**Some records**
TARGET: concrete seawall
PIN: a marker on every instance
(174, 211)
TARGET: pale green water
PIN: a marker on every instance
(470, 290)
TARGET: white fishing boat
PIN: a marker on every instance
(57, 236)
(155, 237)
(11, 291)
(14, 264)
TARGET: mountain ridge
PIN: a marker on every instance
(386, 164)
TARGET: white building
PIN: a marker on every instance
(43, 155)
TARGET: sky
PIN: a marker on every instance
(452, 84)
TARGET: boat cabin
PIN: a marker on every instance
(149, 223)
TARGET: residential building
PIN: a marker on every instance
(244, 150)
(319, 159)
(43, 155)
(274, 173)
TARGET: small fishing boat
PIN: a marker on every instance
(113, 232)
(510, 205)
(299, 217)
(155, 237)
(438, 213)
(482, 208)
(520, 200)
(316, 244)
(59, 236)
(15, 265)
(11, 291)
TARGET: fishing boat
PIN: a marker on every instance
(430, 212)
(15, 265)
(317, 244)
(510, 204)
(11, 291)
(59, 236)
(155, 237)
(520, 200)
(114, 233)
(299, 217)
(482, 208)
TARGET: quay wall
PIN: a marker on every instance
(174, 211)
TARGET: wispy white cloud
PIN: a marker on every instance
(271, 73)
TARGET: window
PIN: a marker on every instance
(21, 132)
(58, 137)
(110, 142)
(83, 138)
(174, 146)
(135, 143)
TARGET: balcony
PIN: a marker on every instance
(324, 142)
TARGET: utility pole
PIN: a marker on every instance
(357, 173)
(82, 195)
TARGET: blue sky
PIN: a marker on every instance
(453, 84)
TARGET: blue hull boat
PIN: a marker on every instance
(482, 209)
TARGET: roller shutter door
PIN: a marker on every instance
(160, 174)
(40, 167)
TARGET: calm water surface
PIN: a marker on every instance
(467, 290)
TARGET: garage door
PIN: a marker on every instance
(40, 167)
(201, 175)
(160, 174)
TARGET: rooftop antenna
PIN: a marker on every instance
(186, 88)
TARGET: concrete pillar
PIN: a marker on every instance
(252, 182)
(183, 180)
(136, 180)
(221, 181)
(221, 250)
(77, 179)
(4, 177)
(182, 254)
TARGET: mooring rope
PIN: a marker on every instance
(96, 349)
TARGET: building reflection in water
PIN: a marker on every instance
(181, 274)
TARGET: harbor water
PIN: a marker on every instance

**Required work**
Locate the line with "TARGET: blue hull boat" in the entries above; extract it and every line after it, verbatim.

**Task answer**
TARGET: blue hull boat
PIN: a marker on every instance
(482, 209)
TARGET: roller shutter door
PIN: a marker on every instance
(160, 174)
(40, 167)
TARGET: calm water surface
PIN: a marker on every instance
(467, 290)
TARGET: garage door
PIN: a marker on every instance
(40, 167)
(201, 175)
(160, 174)
TARGET: rooftop antenna
PIN: a marker on every instance
(186, 88)
TARGET: concrete pillar
PIN: a marker on every instance
(252, 182)
(183, 180)
(136, 180)
(221, 181)
(221, 250)
(77, 179)
(4, 177)
(182, 254)
TARGET: mooring rope
PIN: a marker on every instance
(96, 349)
TARGET: building reflection in water
PIN: a marker on every instance
(181, 274)
TARGET: harbor water
PIN: a marker on every instance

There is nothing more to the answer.